WASHINGTON – Reports of gonorrhea, syphilis and chlamydia skyrocketed in Eastern Shore counties in 2001, pushing rural counties ahead of many larger jurisdictions and making them second only to Baltimore in sexually transmitted disease rates.
And state health officials say the numbers do not give an accurate picture of the problem’s severity.
“The burden of disease is much higher, much greater than what the numbers reflect,” said Dr. John Krick, director of Epidemiology and Disease Control for the Maryland Department of Health and Mental Hygiene.
After Baltimore city, Wicomico and Dorchester counties had the highest rates of chlamydia and gonorrhea, respectively, in 2001, with nearly all other Eastern Shore counties ranking among the 10 worst in the state. Talbot County followed Baltimore with the second-highest rate of syphilis in 2001, when the county’s caseload rose fivefold.
Wicomico County Health Officer Judith A. Sensenbrenner said her county’s ranking was “a dubious honor, at best,” but that the numbers were not surprising.
“Everyone thinks that rural areas should not have the problems that urban areas have,” Sensenbrenner said. But she added that the Shore is “along the drug-running corridor of the East Coast, and a lot of the behavior has to do with drugs.”
Krick said that while trading sex for drugs has long driven the epidemic rate of STDs in Baltimore, he could not point to a specific reason for the surge in Maryland’s rural areas. He said possible culprits include an increase in sexual activity among “and variations in use of protection.”
“Sometimes condoms are the golden rule and other times they are simply dismissed,” Krick said.
While local officials conceded the high rates of reported cases, they also noted that a minor surge in cases can cause a major surge in infection rates because of the counties’ relatively small populations.
“Even though it may have been only a few people in the community that have a disease, it makes our rate very high because our population is small,” said Kathleen Foster, health officer for Talbot County.
Better reporting could also be responsible for the rate increase in rural areas, said Mary Adda Moore, the communicable disease director in Kent County, where the gonorrhea rate more than doubled from 2000 to 2001.
Moore said that because Kent County Health Department workers periodically visit local medical offices to make sure the doctors are treating, testing and reporting all cases, more physician report, which drives up rates.
“If you’re out there beating the bushes and bringing people in to be tested, then more cases can be identified. The only way to get good case rates is to visit with the private physicians,” she said.
Krick agreed.
“What we have here is numbers based on reports of disease that are coming out of labs or physicians’ offices,” he said. “But there are flaws in the system.”

PROBLEMS TO SOLVE:
• 1. According to the STD article, which county had the second-highest syphilis rate in Maryland in 2001?
• 2. Copy the STD article word for word, from "And state health" down to "caseload rose fivefold.".
• 3. Name every person the STD article quotes.

GIVEN RECORDS:

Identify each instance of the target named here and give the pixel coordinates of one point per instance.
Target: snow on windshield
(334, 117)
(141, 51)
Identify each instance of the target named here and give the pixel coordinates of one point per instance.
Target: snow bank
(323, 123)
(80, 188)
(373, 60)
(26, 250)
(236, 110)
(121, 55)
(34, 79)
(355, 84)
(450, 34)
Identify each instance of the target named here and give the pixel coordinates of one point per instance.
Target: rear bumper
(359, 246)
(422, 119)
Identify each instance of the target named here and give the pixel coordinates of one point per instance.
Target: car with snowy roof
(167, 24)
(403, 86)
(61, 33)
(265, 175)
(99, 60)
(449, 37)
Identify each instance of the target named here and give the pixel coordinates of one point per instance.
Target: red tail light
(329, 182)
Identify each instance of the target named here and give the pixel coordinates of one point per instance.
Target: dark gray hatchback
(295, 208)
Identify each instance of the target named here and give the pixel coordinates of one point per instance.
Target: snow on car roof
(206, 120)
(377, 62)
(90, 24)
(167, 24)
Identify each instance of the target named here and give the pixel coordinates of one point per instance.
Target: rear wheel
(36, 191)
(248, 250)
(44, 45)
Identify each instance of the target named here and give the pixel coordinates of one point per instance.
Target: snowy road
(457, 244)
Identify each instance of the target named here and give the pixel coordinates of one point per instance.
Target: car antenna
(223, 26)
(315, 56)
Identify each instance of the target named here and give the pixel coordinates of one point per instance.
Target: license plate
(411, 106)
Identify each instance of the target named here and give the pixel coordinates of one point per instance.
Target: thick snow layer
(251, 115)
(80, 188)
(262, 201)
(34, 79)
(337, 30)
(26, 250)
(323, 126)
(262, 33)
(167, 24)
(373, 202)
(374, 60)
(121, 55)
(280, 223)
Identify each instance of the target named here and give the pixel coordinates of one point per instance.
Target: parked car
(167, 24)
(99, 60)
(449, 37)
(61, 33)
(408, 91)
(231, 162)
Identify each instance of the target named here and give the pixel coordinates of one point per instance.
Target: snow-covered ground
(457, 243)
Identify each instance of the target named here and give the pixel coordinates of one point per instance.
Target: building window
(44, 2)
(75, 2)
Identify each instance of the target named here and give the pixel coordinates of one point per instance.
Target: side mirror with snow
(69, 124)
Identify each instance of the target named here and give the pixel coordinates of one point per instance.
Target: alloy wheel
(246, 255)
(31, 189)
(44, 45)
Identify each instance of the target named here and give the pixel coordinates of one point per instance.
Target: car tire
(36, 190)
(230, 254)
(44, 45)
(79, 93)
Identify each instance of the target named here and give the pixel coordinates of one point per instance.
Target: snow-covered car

==

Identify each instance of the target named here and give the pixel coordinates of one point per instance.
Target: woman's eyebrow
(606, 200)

REPLIES:
• 1. Talbot County.

• 2.
And state health officials say the numbers do not give an accurate picture of the problem’s severity.
“The burden of disease is much higher, much greater than what the numbers reflect,” said Dr. John Krick, director of Epidemiology and Disease Control for the Maryland Department of Health and Mental Hygiene.
After Baltimore city, Wicomico and Dorchester counties had the highest rates of chlamydia and gonorrhea, respectively, in 2001, with nearly all other Eastern Shore counties ranking among the 10 worst in the state. Talbot County followed Baltimore with the second-highest rate of syphilis in 2001, when the county’s caseload rose fivefold.

• 3. Dr. John Krick, Judith A. Sensenbrenner, Kathleen Foster, Mary Adda Moore